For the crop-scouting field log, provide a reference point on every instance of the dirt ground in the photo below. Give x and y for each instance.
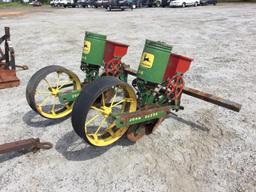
(205, 148)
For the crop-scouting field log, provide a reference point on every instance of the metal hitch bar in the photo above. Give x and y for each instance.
(32, 144)
(202, 95)
(212, 99)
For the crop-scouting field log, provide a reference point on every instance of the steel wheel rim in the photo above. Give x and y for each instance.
(109, 134)
(51, 94)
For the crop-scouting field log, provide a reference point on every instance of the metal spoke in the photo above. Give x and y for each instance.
(53, 106)
(101, 124)
(91, 120)
(119, 102)
(58, 80)
(97, 109)
(103, 100)
(44, 101)
(47, 82)
(113, 99)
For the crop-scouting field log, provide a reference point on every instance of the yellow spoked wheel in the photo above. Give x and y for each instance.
(95, 108)
(43, 91)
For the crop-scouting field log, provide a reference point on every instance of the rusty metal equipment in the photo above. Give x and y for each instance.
(32, 144)
(8, 76)
(104, 106)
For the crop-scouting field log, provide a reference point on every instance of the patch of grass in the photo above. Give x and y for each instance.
(12, 4)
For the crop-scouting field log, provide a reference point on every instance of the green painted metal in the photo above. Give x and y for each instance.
(140, 119)
(68, 97)
(154, 60)
(94, 47)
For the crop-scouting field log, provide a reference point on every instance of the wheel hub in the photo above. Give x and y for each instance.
(106, 111)
(54, 92)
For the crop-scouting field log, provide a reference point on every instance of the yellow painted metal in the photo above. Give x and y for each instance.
(52, 92)
(128, 104)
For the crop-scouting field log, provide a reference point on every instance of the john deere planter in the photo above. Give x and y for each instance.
(104, 106)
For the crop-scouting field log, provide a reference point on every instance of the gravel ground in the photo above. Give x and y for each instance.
(206, 148)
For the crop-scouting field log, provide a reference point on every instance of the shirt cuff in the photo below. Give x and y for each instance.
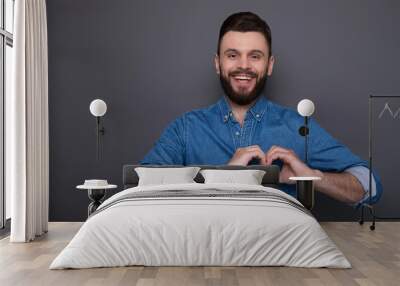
(362, 174)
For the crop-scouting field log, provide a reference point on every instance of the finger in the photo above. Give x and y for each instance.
(258, 153)
(286, 157)
(273, 150)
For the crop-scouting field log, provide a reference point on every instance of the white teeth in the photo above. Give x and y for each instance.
(242, 77)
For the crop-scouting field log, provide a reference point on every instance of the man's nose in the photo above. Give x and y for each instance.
(244, 63)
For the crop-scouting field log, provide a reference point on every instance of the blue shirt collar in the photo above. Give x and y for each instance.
(257, 110)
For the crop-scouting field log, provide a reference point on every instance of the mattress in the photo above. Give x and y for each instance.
(201, 225)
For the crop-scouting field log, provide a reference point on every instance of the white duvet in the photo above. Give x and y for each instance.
(226, 231)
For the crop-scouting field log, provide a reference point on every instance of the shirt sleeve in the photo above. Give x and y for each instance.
(362, 174)
(329, 155)
(169, 149)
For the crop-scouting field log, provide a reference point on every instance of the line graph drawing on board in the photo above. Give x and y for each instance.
(387, 109)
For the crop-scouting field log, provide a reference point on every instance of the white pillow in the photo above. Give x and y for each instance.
(162, 176)
(249, 177)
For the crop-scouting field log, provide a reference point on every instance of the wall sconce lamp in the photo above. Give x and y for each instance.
(305, 185)
(305, 108)
(98, 108)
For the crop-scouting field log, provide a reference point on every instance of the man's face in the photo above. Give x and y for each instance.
(243, 65)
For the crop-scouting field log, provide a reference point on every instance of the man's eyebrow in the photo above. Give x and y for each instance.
(231, 50)
(257, 52)
(251, 52)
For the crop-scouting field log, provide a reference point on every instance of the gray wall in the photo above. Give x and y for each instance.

+===+

* Instructions to follow
Without copying any picture, write out all of the material exactly as it reads.

* Output for this task
For the crop-scouting field log, provide a reference point on every instance of the dirt ground in the photo below. Give x and y for each instance.
(205, 148)
For the crop-scouting field log, provide a reference point on every instance of the metal hitch bar in the photo above. Give x and y for each instance.
(32, 144)
(202, 95)
(212, 99)
For the crop-scouting field log, provide a reference point on every instance of the steel wheel rim in the photo above. Give x and y for each instance.
(109, 134)
(51, 94)
For the crop-scouting field log, provide a reference point on every instance of the metal spoke in the photo above. Give x and y for each instance.
(53, 106)
(101, 124)
(91, 120)
(119, 102)
(58, 80)
(97, 109)
(103, 100)
(44, 101)
(47, 82)
(113, 99)
For the crop-scouting field log, provide a reference point on every instance of the yellow spoked wheel in the photo above. Give x and y for each instance.
(95, 108)
(43, 91)
For the crop-scouting field log, provide a reference point on every instance of the rusty metal equipment in the photo above. Give x and y for each instance.
(32, 144)
(8, 76)
(104, 106)
For the crop-scouting field log, provide a reference point on every instance of the patch of grass in the photo above. Give x and y for each instance.
(12, 4)
For the crop-scouting field log, provide a reference point on every instance of the green painted metal in the photo above. Give x and y for each instance.
(140, 119)
(68, 97)
(154, 60)
(94, 47)
For the crop-scouting field log, provide a reference point on every instance of the wheel hub in the photo above. Give x and y for each instance.
(106, 111)
(54, 92)
For the crop-scouting field log, provide a reference point on every instance of the yellow painted metal in the photo above. Give x and y for each instance.
(52, 92)
(128, 104)
For the crop-scouting field log, provide a reference point on every instance of the john deere planter in the photo above. Give x and y for each instance.
(104, 106)
For the crop-scouting field log, provide a reference point on every instance of the gravel ground in the photo above. Give x and y for each instance.
(206, 148)
For the crop-scouting field log, provide a reference point on every instance of the shirt cuff in the photo below. Give x and y for each instance.
(362, 174)
For the crop-scouting field log, provide a reference point on every instance of the finger in the photo above. Give x and y for each instance.
(258, 153)
(286, 157)
(273, 150)
For the crop-scouting field log, provide a reference point on every instance of the white teeth in the photo above. Give x and y for each instance.
(242, 77)
For the crop-scouting field log, provide a reference point on every instance of the man's nose in the photo above. Give x and y for each instance.
(244, 63)
For the crop-scouting field log, provide a reference point on every instance of the blue shirt collar in the photo above. Give x and y for each instance.
(257, 110)
For the crop-scouting field log, provide a reference point on every instance of the mattress in the photo above. Give x and y for each instance.
(201, 225)
For the crop-scouting field log, provide a reference point on every instance of the white duvet in the photo above. Give x and y for each instance.
(226, 231)
For the crop-scouting field log, provide a reference point on every instance of the shirt sleeve in the photo above. Give x and y for each instance.
(362, 174)
(329, 155)
(169, 149)
For the crop-scouting field log, provide a reference point on every instance of the line graph drawing on board in the photo above. Give x and y for each instance.
(387, 109)
For the crop-scouting field log, provide a reference point on every instance of the white pillow in the photo above. Give x and y for each instance.
(162, 176)
(249, 177)
For the crop-scouting field log, provide a reference point on every instance of the wall sconce lamp in the photo above. Give x and y for each instance.
(305, 185)
(305, 108)
(98, 108)
For the crop-scouting field log, provide a reference point on every instance of the man's face in the photo above. Give x and y for each instance.
(243, 65)
For the crop-scouting field log, provide a reference point on every instance of the man's eyebrow in the photo above. Give x and y for each instance.
(231, 50)
(257, 52)
(251, 52)
For the crop-scouting field log, provide a reference point on every instance of the gray wall in the photo above. Give x and y for each instance.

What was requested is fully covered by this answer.